━━━━━ PASSAGE FOR REVIEW
New Imaging Method May Identify Ovarian Cancer Patients Likely to Benefit From PARP Inhibitors

New Imaging Method May Identify Ovarian Cancer Patients Likely to Benefit From PARP Inhibitors

A new imaging method aims to identify ovarian cancer patients most likely to benefit from treatment with PARP-1 inhibitors — a drug class being developed for people with mutations in the BRCA1 gene.

Researchers at the University of Pennsylvania’s Perelman School of Medicine presented their study, “Exploring the significance of PARP-1 expression for therapy and clinical PET/CT imaging of PARP-1 in ovarian cancer,” at the 2017 American Association for Cancer Research Annual Meeting, held April 1-5 in Washington, D.C.

PARP-1 is an enzyme that repairs broken DNA strands. BRCA is also involved in DNA repair, and mutations in these genes are common in ovarian cancer. But in ovarian cancers with mutated BRCA genes, the tumor often relies on PARP-1 for survival. So, in theory, blocking PARP-1 would make a tumor more prone to die from damage caused by DNA-destroying drugs.

Since UPenn researchers didn’t know whether the enzyme is active in any particular tumor, they developed a new type of positron emission tomography (PET) imaging to solve the issue. PET uses a radioactive tracer to image structures within the body, and a new tracer allowed them to see the active enzyme.
━━━━━━━━━━
━━━━━ DATASET SECTION
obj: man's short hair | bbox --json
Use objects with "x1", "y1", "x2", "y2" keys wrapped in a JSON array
━━━━━━━━━━
**LIST OF TASKS**
• a. In the ovarian cancer imaging article, where and on what dates was the 2017 American Association for Cancer Research Annual Meeting held?
• b. List every scientific or medical abbreviation used in the ovarian cancer imaging article.
• c. Write the next part of the ovarian cancer imaging article, picking up after its final sentence.
The material above plays no part in what comes after it.

**LIST OF ANSWERS**
• a. It was held April 1-5 in Washington, D.C.

• b. PARP-1, BRCA1, PET/CT, BRCA, DNA, PET

• c.
“Research exists that shows PARP inhibitors can be effective in the treatment of BRCA1 mutated cancer, but there are no good existing methods to explore how mutations within BRCA genes affect PARP-1 expression,” Mehran Makvandi, PharmD, RPh, the study’s lead author, said in a press release. “We wanted to validate our radiotracer technology as a quantitative biomarker for PARP-1 with the goal of selecting patients who could benefit from PARP inhibitor therapy.”

Using ovarian cancer cells, with and without BRCA1 mutations, they removed PARP1 with the help of gene editing. They then treated the cells with PARP-1 inhibitors and a chemotherapy drug. Then they repeated the experiments in cells with BRCA1 mutation and intact PARP-1.

“We were able to compare the effects of losing PARP-1 to the effects of gaining BRCA1,” Makvandi said. “For a lot of the PARP inhibitors, losing PARP-1 led to as much or even more resistance to the treatment as the restoration of BRCA1 function. Furthermore, sensitivity to PARP inhibitors was reflected in the measures of PARP-1 expression provided by our new radiotracer method. ”

The team then validated the imaging method in patients with epithelial ovarian cancer.

“PARP-1 expression has had only limited evaluation as a predictive biomarker for PARP inhibitor therapy, in part due to the lack of good tools for measuring levels in patients. We now have a technology that will allow us to clinically assess PARP-1 in a non-invasive way,” Makvandi said.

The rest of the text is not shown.